What is asked: Type every record exactly as it appears.

--- Exercise input ---

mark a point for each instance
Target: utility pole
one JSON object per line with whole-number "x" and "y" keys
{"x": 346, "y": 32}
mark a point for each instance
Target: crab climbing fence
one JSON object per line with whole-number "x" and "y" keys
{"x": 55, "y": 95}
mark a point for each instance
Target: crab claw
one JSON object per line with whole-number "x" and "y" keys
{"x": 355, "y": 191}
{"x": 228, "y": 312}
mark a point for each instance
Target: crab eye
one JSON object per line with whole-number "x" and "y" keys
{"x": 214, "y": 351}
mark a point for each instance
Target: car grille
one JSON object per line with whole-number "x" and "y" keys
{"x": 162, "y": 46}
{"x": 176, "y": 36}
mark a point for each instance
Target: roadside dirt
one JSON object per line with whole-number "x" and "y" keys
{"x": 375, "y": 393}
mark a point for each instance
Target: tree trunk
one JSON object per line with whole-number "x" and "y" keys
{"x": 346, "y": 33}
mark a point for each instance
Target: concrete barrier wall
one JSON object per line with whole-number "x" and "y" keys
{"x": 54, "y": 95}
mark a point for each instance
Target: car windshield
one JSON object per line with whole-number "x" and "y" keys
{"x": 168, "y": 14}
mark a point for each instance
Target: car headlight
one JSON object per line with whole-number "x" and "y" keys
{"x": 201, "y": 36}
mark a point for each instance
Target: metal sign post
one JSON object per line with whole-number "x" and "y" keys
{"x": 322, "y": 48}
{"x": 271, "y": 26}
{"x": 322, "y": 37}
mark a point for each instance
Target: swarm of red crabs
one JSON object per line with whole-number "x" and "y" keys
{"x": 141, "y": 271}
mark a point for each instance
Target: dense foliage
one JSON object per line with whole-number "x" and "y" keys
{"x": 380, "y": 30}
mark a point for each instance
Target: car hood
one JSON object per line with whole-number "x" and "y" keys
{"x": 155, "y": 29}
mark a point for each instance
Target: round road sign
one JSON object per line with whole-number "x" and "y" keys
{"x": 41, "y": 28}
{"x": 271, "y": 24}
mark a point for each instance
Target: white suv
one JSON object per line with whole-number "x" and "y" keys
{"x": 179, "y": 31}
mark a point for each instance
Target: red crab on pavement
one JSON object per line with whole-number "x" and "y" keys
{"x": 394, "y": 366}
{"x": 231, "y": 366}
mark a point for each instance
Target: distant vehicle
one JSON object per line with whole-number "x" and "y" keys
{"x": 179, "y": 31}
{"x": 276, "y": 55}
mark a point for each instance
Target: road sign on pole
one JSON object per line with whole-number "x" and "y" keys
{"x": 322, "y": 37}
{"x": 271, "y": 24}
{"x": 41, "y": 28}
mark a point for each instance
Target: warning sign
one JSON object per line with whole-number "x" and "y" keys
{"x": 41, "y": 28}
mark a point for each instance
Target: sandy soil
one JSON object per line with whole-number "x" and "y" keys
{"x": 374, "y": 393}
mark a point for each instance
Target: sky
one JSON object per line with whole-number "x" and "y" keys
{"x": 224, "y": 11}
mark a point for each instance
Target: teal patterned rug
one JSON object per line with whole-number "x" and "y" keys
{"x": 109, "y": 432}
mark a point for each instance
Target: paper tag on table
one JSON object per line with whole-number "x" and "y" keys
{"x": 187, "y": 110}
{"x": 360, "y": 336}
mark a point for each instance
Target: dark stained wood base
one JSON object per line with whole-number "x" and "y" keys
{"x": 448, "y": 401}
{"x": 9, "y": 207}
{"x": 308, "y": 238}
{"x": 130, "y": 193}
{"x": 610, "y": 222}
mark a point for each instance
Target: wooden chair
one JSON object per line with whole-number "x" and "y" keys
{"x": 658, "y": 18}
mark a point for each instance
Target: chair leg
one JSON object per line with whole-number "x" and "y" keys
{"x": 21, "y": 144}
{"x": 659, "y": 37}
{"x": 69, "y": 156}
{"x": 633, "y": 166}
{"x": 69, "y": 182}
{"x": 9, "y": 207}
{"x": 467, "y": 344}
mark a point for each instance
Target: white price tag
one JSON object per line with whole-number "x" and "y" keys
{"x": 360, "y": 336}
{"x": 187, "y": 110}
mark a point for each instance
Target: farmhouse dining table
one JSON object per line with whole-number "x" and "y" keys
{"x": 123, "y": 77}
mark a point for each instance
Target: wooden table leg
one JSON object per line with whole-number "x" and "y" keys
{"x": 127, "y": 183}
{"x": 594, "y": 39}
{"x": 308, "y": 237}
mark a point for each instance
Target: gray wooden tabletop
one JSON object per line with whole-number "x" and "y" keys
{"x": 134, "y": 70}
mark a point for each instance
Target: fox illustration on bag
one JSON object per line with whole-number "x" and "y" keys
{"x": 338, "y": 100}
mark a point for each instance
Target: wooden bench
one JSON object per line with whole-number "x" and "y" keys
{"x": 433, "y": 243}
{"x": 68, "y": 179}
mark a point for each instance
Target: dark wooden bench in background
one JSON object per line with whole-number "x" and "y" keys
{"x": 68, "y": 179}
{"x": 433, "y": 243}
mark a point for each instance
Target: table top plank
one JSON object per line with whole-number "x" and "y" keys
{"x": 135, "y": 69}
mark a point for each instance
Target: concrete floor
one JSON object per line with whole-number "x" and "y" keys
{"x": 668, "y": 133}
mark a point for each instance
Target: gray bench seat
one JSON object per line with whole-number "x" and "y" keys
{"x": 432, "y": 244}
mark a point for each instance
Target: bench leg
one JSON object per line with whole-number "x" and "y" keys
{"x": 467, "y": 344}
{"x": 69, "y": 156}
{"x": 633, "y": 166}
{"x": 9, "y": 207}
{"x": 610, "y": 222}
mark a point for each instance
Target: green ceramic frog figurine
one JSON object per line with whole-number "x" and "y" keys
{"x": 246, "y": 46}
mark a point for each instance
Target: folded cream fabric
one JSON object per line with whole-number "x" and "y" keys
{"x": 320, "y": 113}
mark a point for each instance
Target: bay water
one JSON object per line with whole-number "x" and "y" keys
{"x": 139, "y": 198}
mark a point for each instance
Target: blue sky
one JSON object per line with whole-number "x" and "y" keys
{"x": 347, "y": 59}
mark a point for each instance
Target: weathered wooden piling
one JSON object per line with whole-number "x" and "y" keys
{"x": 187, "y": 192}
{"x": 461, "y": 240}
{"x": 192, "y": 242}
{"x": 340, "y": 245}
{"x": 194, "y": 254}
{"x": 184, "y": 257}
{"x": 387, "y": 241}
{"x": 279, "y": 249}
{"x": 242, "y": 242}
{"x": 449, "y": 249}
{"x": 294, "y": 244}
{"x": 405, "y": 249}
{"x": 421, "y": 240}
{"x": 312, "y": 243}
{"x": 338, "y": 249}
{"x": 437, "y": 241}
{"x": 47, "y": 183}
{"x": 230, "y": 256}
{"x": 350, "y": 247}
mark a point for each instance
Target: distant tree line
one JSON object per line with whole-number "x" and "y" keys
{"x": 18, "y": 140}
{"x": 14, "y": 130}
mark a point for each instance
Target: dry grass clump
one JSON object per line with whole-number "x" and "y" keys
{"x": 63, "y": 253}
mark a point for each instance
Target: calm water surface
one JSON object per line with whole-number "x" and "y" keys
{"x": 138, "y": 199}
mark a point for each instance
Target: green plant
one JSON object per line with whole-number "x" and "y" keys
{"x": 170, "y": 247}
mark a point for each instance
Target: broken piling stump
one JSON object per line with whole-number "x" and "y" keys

---

Finished exercise:
mark a point for each instance
Target: utility pole
one JSON object per line with whole-number "x" and "y" keys
{"x": 346, "y": 32}
mark a point for each instance
Target: crab climbing fence
one JSON object per line with whole-number "x" and "y" keys
{"x": 55, "y": 95}
mark a point for each instance
Target: crab claw
one JSON object per line with whole-number "x" and "y" keys
{"x": 355, "y": 191}
{"x": 228, "y": 312}
mark a point for each instance
Target: crab eye
one JSON object per line with whole-number "x" and "y" keys
{"x": 214, "y": 351}
mark a point for each instance
Target: car grille
one JSON object per line with whole-number "x" and "y" keys
{"x": 162, "y": 46}
{"x": 176, "y": 36}
mark a point for each instance
Target: roadside dirt
one JSON object per line with whole-number "x" and "y" keys
{"x": 375, "y": 393}
mark a point for each instance
Target: tree trunk
one JSON object per line with whole-number "x" and "y" keys
{"x": 346, "y": 33}
mark a point for each instance
Target: concrete barrier wall
one JSON object per line with whole-number "x" and "y" keys
{"x": 54, "y": 95}
mark a point for each instance
Target: car windshield
one JSON object per line with whole-number "x" and "y" keys
{"x": 168, "y": 14}
mark a point for each instance
Target: car headlight
one JSON object per line with whole-number "x" and "y" keys
{"x": 201, "y": 36}
mark a point for each instance
Target: metal sign post
one JSON object per line with whole-number "x" and "y" keys
{"x": 322, "y": 48}
{"x": 271, "y": 26}
{"x": 322, "y": 37}
mark a point for each instance
Target: swarm of red crabs
one JSON object per line with whole-number "x" and "y" keys
{"x": 141, "y": 271}
mark a point for each instance
Target: dense foliage
one JSON object per line with whole-number "x" and "y" keys
{"x": 380, "y": 30}
mark a point for each instance
Target: car hood
one JSON object per line with whole-number "x" and "y" keys
{"x": 155, "y": 29}
mark a point for each instance
Target: round road sign
one JSON object per line with whole-number "x" and "y" keys
{"x": 41, "y": 28}
{"x": 271, "y": 24}
mark a point for each instance
Target: white suv
one JSON object per line with whole-number "x" and "y" keys
{"x": 179, "y": 31}
mark a point for each instance
Target: red crab on pavement
one JSON object per line with whole-number "x" and "y" keys
{"x": 394, "y": 366}
{"x": 231, "y": 366}
mark a point for each instance
Target: distant vehicle
one JSON object per line with whole-number "x" and "y" keys
{"x": 179, "y": 31}
{"x": 276, "y": 55}
mark a point for each instance
Target: road sign on pole
one JSON object per line with whole-number "x" and "y" keys
{"x": 322, "y": 37}
{"x": 271, "y": 24}
{"x": 41, "y": 28}
mark a point for each instance
Target: warning sign
one JSON object per line with whole-number "x" and "y" keys
{"x": 41, "y": 28}
mark a point for each instance
Target: sandy soil
one JSON object per line with whole-number "x" and "y" keys
{"x": 374, "y": 393}
mark a point for each instance
Target: sky
one JSON object per line with whole-number "x" and "y" keys
{"x": 224, "y": 11}
mark a point for each instance
Target: teal patterned rug
one JSON object per line with whole-number "x" and "y" keys
{"x": 109, "y": 432}
mark a point for each instance
Target: paper tag on table
one JSON object per line with whole-number "x" and "y" keys
{"x": 187, "y": 110}
{"x": 360, "y": 336}
mark a point for each instance
Target: dark stained wood base
one JSON object per line with whole-number "x" and "y" keys
{"x": 448, "y": 401}
{"x": 9, "y": 207}
{"x": 308, "y": 238}
{"x": 130, "y": 193}
{"x": 610, "y": 222}
mark a point for each instance
Target: wooden chair
one JSON object per line with whole-number "x" and "y" keys
{"x": 658, "y": 18}
mark a point for each instance
Target: chair leg
one JSON object per line with whole-number "x" and "y" keys
{"x": 21, "y": 144}
{"x": 659, "y": 37}
{"x": 69, "y": 156}
{"x": 633, "y": 166}
{"x": 69, "y": 182}
{"x": 9, "y": 207}
{"x": 467, "y": 344}
mark a point for each instance
Target: white price tag
one JSON object per line with whole-number "x" and "y" keys
{"x": 360, "y": 336}
{"x": 187, "y": 110}
mark a point for each instance
Target: farmhouse dining table
one JSON object per line with whole-number "x" and "y" keys
{"x": 123, "y": 77}
mark a point for each instance
Target: wooden table leg
one JSON object per line with whole-number "x" and "y" keys
{"x": 127, "y": 183}
{"x": 594, "y": 39}
{"x": 308, "y": 237}
mark a point for each instance
Target: gray wooden tabletop
one JSON object per line with whole-number "x" and "y" keys
{"x": 134, "y": 70}
mark a point for each instance
Target: fox illustration on bag
one JSON object per line with whole-number "x" and "y" keys
{"x": 338, "y": 100}
mark a point for each instance
Target: wooden bench
one JSON object per line with whole-number "x" and "y" keys
{"x": 433, "y": 243}
{"x": 68, "y": 179}
mark a point for each instance
Target: dark wooden bench in background
one JSON object per line with whole-number "x" and "y" keys
{"x": 68, "y": 179}
{"x": 433, "y": 243}
mark a point for each instance
Target: table top plank
one JSON object per line with whole-number "x" and "y" keys
{"x": 135, "y": 69}
mark a point for each instance
Target: concrete floor
one JSON object per line with whole-number "x" and "y" keys
{"x": 668, "y": 133}
mark a point for each instance
Target: gray bench seat
one JSON object per line with whole-number "x" and "y" keys
{"x": 432, "y": 244}
mark a point for each instance
Target: bench leg
one JSON object per line with whole-number "x" and "y" keys
{"x": 467, "y": 344}
{"x": 69, "y": 156}
{"x": 633, "y": 166}
{"x": 9, "y": 207}
{"x": 610, "y": 222}
mark a point for each instance
Target: green ceramic frog figurine
one JSON object per line with whole-number "x" and "y" keys
{"x": 246, "y": 46}
mark a point for each instance
Target: folded cream fabric
one JSON object per line with whole-number "x" and "y" keys
{"x": 320, "y": 113}
mark a point for each instance
Target: bay water
one JSON object per line with whole-number "x" and "y" keys
{"x": 139, "y": 198}
mark a point for each instance
Target: blue sky
one JSON object per line with whole-number "x" and "y" keys
{"x": 347, "y": 59}
mark a point for each instance
Target: weathered wooden piling
one JSON object per line with whole-number "x" and "y" keys
{"x": 187, "y": 192}
{"x": 461, "y": 240}
{"x": 192, "y": 242}
{"x": 340, "y": 245}
{"x": 194, "y": 254}
{"x": 184, "y": 257}
{"x": 387, "y": 241}
{"x": 279, "y": 249}
{"x": 242, "y": 242}
{"x": 449, "y": 249}
{"x": 294, "y": 244}
{"x": 405, "y": 249}
{"x": 421, "y": 240}
{"x": 312, "y": 243}
{"x": 338, "y": 249}
{"x": 437, "y": 241}
{"x": 47, "y": 183}
{"x": 230, "y": 256}
{"x": 350, "y": 247}
mark a point for each instance
Target: distant tree line
one JSON object per line with whole-number "x" and "y" keys
{"x": 18, "y": 140}
{"x": 14, "y": 130}
mark a point for each instance
Target: dry grass clump
one JSON object per line with whole-number "x" and "y" keys
{"x": 63, "y": 253}
mark a point for each instance
Target: calm water surface
one JSON object per line with whole-number "x" and "y" keys
{"x": 138, "y": 199}
mark a point for each instance
Target: green plant
one JSON object per line with whole-number "x" and "y" keys
{"x": 170, "y": 247}
mark a point for each instance
Target: broken piling stump
one JSON object per line with whole-number "x" and "y" keys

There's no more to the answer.